■ **Texte d'étude**
* * * * * * *

La hausse des rendements ne devrait pas faire
dérailler le rebond des actions.

Toutefois, la hausse des rendements ne devrait pas faire dérailler le rebond des actions car elle reflète le pari en cours sur la reflation. Point de situation.

  1. Hausse des rendements sur tous les fronts
    Historiquement, la hausse des rendements nominaux va généralement de pair avec la hausse des cours des actions. Sur les 25 dernières années, on recense dix périodes pendant lesquelles le rendement des bons du Trésor américain à dix ans a augmenté de plus de 100 points de base (pb) et, à chaque fois, les actions mondiales sont restées stables ou ont généré un rendement positif.
     
  2. Amélioration des perspectives de croissance
    La hausse des rendements réels est le fruit de l'amélioration des perspectives de croissance. En effet, les conditions actuelles rappellent celles observées en 2016, à savoir une politique accommodante qui laisse entrevoir une croissance plus forte et non la perspective d'un resserrement monétaire (qui occasionna le «taper tantrum» de 2013).
     
  3. Pas de resserrement de la politique monétaire
    La Réserve fédérale (Fed) a clairement indiqué qu'elle ne resserrerait pas de sitôt sa politique monétaire. Il y a dix jours, le président de la Fed, Jerome Powell, a répété que les taux d'intérêt resteraient bas. Il a ajouté que la Fed continuerait d'acheter des actifs à hauteur de 120 milliards de dollars par mois jusqu'à ce qu'elle enregistre des progrès substantiels vers l'atteinte de ses objectifs en matière d'emploi et d'inflation. Or elle en est encore loin.
     
  4. Pas d’excès dans la valorisation des actions
    La valorisation des actions n'est pas excessive au regard des taux d'intérêt. Avec un rendement de l'ordre de 1,45% pour les obligations à dix ans, la prime de risque des actions implicite reste supérieure à 300 pb, contre une fourchette de 285 à 470 pb depuis 2015.

* * * * * * *

■ **Consignes à suivre**
1/ Répondez aux questions suivantes sur le texte sur la hausse des rendements.
(a) Sur les 25 dernières années, combien de périodes de hausse de plus de 100 pb du rendement des bons du Trésor américain à dix ans recense-t-on ?
(b) À hauteur de quel montant mensuel la Fed continuerait-elle d'acheter des actifs ?
(c) Quelle fourchette de prime de risque des actions implicite est donnée depuis 2015 ?
2/ Reprenez le passage du texte sur la hausse des rendements allant de « 3. Pas de resserrement » à « est encore loin. » en renommant « Jerome Powell » en « M. Powell ».
3/ Poursuivez le texte sur la hausse des rendements à partir de l'endroit où il s'arrête.

* * * * * * *

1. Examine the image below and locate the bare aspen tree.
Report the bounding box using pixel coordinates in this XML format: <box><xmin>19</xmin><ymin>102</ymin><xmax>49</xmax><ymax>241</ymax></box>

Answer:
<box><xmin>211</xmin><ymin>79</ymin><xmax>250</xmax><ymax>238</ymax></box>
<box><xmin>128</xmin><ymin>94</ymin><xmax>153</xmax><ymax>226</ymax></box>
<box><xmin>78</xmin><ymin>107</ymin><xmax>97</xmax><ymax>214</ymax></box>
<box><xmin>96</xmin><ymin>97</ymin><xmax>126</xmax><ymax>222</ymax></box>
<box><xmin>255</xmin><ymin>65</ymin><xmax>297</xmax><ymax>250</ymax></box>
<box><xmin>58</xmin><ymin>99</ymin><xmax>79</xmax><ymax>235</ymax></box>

* * * * * * *

■ **Réponses par consigne**
1/
(a) Dix périodes.
(b) 120 milliards de dollars par mois.
(c) De 285 à 470 pb.

2/
3. Pas de resserrement de la politique monétaire
    La Réserve fédérale (Fed) a clairement indiqué qu'elle ne resserrerait pas de sitôt sa politique monétaire. Il y a dix jours, le président de la Fed, M. Powell, a répété que les taux d'intérêt resteraient bas. Il a ajouté que la Fed continuerait d'acheter des actifs à hauteur de 120 milliards de dollars par mois jusqu'à ce qu'elle enregistre des progrès substantiels vers l'atteinte de ses objectifs en matière d'emploi et d'inflation. Or elle en est encore loin.

3/
Pic de volatilité

Par conséquent, la Recherche d’UBS pense que c'est la rapidité de la récente hausse des rendements, et non le niveau de ces derniers, qui a alimenté la volatilité. Depuis la crise financière mondiale, lorsque le rendement réel des bons du Trésor américain à dix ans augmente de plus de 40 pb en l'espace d'un mois, les actions enregistrent une performance moins bonne, voire négative. Or il est en hausse de 32 pb depuis le récent creux du 10 février. Il faut donc s'attendre à un regain de volatilité le temps que les actions s'ajustent au nouveau contexte.

La baisse des cours des actions était davantage le fruit d'un repositionnement
au détriment des titres qui surfent sur une croissance séculaire.

Il convient également de mettre en perspective le récent repli des actions. Aux Etats-Unis comme dans le reste du monde, les actions ont atteint des sommets historiques début février et, malgré la correction intervenue en fin de mois, les actions ont achevé ce dernier dans le vert. Les actions mondiales affichent une performance de 1,9% depuis le 1er janvier.

Dans la mesure où l’on considère que le récent revers subi par les actions est imputable à un pic de volatilité et non à un changement fondamental des perspectives de marché, la Recherche d’UBS recommande les stratégies suivantes.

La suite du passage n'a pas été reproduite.